Could you put the lines from the one containing "of the asphalt" through the one containing "x=532, y=426", both included, into a numbered list with any blank lines left out?

------------------------------------------------------------------------

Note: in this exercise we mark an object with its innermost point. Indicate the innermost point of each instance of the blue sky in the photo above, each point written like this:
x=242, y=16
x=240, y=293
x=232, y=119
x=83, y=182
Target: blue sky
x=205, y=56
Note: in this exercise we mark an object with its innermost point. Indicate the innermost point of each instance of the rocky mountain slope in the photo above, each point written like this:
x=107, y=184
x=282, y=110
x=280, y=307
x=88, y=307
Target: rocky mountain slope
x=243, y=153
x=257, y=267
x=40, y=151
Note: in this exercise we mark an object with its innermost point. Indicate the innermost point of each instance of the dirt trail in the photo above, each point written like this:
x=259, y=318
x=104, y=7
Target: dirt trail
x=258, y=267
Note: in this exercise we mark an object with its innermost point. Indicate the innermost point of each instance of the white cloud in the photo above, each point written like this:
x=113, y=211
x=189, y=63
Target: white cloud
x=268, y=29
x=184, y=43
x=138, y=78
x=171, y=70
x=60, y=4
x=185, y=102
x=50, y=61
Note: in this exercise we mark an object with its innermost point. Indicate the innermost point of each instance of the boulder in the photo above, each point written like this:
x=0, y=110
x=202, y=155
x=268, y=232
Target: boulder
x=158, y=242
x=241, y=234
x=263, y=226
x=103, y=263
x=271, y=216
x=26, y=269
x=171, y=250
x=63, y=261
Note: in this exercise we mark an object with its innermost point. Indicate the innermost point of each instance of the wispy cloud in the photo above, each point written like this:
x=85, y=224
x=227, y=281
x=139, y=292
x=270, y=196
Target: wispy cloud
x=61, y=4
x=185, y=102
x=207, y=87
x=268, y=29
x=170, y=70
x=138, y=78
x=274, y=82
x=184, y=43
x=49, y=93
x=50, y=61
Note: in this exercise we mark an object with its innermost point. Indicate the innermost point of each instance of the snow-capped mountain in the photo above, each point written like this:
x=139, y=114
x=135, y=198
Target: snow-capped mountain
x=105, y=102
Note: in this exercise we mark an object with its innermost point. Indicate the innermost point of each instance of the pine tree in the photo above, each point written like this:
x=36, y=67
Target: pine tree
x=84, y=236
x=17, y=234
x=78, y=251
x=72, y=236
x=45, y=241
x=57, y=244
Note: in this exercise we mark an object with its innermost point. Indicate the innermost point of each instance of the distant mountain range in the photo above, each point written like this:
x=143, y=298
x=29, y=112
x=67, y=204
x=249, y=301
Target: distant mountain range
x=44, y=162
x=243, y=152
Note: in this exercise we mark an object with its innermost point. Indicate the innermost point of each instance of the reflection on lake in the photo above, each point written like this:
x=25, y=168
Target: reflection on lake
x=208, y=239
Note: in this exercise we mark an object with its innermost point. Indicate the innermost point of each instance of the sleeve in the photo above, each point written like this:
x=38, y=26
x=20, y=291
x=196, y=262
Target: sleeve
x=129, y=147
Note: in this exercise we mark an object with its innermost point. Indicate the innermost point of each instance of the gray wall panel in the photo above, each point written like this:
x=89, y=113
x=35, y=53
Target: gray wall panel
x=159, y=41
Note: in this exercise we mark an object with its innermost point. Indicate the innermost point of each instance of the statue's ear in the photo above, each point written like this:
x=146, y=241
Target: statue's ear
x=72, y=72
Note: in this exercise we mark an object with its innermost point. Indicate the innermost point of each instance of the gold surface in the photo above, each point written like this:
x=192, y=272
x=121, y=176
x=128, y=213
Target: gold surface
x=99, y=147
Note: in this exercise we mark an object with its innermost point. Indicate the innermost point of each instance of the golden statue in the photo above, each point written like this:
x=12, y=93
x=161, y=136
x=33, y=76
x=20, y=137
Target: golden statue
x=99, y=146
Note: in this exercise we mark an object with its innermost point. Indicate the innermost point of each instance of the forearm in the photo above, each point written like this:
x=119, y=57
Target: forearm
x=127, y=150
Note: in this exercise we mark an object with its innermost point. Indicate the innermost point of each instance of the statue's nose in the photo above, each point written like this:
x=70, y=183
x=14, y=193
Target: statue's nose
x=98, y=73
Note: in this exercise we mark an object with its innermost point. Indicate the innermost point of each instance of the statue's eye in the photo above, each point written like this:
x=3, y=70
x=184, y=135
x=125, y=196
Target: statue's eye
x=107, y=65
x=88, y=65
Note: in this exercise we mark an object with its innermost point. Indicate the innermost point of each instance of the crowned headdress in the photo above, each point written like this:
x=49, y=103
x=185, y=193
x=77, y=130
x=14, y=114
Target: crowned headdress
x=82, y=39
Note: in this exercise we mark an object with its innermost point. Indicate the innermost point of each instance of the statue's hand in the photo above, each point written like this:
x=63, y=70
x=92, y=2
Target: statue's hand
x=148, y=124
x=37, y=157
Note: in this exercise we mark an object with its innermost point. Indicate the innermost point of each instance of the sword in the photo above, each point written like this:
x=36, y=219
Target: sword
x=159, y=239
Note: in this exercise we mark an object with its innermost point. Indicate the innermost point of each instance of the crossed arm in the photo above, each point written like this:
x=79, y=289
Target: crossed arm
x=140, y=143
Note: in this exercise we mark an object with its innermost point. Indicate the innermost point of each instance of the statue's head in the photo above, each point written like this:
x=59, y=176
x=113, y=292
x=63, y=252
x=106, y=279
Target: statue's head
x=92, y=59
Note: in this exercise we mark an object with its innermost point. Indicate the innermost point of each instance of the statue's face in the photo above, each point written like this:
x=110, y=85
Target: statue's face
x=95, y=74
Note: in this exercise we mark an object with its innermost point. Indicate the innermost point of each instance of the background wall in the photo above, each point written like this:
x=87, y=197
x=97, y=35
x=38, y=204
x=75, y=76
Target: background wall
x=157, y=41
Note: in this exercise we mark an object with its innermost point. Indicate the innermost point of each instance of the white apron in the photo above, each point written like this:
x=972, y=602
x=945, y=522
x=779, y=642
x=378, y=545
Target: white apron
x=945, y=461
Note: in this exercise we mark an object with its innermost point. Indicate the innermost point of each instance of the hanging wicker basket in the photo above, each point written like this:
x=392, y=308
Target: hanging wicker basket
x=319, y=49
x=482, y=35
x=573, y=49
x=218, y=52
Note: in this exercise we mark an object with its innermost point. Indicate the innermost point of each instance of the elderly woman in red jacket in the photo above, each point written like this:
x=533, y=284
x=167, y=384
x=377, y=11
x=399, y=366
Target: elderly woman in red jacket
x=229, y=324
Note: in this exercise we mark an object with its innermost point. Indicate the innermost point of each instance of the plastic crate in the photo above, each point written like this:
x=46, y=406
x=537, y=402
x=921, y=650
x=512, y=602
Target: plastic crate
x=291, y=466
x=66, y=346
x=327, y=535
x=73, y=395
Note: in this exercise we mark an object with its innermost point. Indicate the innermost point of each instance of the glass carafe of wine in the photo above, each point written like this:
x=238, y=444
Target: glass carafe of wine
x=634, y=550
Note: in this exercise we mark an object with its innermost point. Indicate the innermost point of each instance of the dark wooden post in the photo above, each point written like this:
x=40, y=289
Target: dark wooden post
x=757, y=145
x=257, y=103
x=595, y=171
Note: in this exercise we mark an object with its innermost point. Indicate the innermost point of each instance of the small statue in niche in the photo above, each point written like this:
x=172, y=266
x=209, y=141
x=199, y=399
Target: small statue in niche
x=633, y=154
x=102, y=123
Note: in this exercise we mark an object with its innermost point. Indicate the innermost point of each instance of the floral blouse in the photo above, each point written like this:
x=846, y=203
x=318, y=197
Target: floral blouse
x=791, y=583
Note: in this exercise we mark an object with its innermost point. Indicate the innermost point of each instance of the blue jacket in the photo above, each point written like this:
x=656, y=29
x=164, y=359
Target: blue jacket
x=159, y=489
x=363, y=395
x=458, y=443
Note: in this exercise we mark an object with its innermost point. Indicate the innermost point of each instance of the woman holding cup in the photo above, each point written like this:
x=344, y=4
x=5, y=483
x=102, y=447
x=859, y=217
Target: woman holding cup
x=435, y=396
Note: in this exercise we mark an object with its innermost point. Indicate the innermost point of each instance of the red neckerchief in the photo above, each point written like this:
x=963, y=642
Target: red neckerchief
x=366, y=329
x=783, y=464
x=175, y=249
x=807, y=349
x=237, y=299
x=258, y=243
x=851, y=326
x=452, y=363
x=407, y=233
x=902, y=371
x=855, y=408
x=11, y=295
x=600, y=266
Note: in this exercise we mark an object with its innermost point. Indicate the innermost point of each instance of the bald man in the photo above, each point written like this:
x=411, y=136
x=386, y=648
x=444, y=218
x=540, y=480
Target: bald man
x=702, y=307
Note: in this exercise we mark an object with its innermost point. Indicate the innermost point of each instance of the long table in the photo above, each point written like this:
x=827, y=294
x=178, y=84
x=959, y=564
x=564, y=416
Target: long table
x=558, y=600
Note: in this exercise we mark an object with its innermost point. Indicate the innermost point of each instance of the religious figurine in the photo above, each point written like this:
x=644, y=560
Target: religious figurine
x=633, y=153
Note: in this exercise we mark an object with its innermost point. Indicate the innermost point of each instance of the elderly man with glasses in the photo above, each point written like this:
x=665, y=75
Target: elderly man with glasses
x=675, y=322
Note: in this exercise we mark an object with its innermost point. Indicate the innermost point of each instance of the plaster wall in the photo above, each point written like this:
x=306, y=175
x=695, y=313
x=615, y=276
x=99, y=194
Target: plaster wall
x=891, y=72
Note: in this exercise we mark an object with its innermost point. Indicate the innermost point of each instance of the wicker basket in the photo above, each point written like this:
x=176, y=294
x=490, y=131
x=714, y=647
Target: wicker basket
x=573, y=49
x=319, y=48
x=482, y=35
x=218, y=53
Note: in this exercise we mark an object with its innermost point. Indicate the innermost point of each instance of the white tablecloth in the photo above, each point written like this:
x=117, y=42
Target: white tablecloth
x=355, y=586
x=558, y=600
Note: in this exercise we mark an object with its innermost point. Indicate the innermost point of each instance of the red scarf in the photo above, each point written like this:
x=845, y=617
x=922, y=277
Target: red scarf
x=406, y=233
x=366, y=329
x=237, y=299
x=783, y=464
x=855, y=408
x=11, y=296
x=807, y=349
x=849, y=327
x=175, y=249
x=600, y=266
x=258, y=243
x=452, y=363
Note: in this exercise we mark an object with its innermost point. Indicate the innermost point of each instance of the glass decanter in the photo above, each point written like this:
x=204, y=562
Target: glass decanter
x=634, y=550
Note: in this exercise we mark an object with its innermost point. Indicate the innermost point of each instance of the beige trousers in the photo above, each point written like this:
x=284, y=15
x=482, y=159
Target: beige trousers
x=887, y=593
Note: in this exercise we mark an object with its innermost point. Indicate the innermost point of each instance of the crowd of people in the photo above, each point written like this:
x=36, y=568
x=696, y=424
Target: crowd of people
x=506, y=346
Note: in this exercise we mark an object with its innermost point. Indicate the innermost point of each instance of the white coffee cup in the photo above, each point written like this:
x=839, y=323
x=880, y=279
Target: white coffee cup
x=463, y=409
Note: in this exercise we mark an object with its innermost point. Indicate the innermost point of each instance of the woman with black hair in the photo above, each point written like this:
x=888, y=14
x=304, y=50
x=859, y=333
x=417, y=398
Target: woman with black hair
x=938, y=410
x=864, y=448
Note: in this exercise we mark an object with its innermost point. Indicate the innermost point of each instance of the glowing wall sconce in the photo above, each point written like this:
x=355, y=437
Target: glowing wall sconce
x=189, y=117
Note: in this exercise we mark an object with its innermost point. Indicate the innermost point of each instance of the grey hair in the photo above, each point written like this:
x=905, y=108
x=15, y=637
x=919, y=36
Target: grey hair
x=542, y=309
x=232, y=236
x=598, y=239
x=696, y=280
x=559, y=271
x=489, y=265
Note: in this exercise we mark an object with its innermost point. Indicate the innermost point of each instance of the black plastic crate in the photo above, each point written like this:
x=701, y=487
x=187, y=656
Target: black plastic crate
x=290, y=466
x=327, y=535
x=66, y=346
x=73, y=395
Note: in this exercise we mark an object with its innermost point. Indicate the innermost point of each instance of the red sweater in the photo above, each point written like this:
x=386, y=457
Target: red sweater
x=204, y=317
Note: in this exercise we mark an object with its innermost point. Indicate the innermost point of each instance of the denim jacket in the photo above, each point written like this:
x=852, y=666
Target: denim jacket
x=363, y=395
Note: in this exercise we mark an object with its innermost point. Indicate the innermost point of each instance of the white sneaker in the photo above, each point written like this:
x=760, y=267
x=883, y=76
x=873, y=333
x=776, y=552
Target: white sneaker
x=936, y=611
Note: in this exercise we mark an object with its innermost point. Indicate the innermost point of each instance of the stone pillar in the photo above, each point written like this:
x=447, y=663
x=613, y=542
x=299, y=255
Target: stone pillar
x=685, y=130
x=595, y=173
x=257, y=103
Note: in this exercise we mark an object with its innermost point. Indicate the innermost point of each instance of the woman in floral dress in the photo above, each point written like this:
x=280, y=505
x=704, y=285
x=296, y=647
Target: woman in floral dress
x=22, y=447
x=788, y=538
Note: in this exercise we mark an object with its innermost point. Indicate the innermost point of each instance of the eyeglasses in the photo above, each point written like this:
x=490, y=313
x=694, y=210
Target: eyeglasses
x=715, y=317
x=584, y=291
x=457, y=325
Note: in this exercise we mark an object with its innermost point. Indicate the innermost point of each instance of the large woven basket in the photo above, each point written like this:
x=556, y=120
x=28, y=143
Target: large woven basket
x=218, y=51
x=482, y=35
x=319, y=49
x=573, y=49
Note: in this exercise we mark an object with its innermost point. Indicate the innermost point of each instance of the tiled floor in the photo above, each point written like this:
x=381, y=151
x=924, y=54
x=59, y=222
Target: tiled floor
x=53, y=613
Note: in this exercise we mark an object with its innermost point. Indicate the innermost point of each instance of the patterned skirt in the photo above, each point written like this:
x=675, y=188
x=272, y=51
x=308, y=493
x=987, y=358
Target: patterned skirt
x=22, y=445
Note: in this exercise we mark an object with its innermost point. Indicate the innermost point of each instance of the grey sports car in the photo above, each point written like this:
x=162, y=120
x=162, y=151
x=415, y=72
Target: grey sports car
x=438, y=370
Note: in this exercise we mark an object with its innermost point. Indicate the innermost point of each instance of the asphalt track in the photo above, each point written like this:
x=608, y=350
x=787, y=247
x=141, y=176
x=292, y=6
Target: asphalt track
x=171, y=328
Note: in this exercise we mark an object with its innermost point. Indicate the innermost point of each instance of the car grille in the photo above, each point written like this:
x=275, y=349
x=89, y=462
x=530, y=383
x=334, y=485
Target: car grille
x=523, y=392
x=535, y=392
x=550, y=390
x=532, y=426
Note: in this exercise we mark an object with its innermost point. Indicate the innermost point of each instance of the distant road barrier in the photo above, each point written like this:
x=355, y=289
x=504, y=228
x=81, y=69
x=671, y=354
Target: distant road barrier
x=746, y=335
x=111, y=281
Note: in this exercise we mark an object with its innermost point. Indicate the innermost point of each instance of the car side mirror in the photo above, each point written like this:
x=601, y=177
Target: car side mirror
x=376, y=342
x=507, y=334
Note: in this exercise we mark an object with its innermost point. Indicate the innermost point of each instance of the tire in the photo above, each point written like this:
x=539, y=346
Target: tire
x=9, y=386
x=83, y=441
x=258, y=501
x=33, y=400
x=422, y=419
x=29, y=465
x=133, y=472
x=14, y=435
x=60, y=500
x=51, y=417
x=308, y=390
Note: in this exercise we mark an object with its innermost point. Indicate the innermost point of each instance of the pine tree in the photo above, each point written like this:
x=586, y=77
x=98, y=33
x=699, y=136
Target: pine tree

------------------------------------------------------------------------

> THE ANSWER
1. Note: in this exercise we mark an object with its innermost point. Indicate the innermost point of each instance of the asphalt track in the photo above, each point written like this:
2. x=608, y=350
3. x=787, y=247
4. x=141, y=176
5. x=292, y=6
6. Target: asphalt track
7. x=171, y=328
8. Note: in this exercise we mark an object with its innermost point. Indicate the innermost point of each instance of the car grille in the photo above, each point written like this:
9. x=275, y=349
10. x=89, y=462
11. x=530, y=383
12. x=334, y=485
13. Target: car grille
14. x=523, y=392
15. x=535, y=392
16. x=550, y=390
17. x=532, y=426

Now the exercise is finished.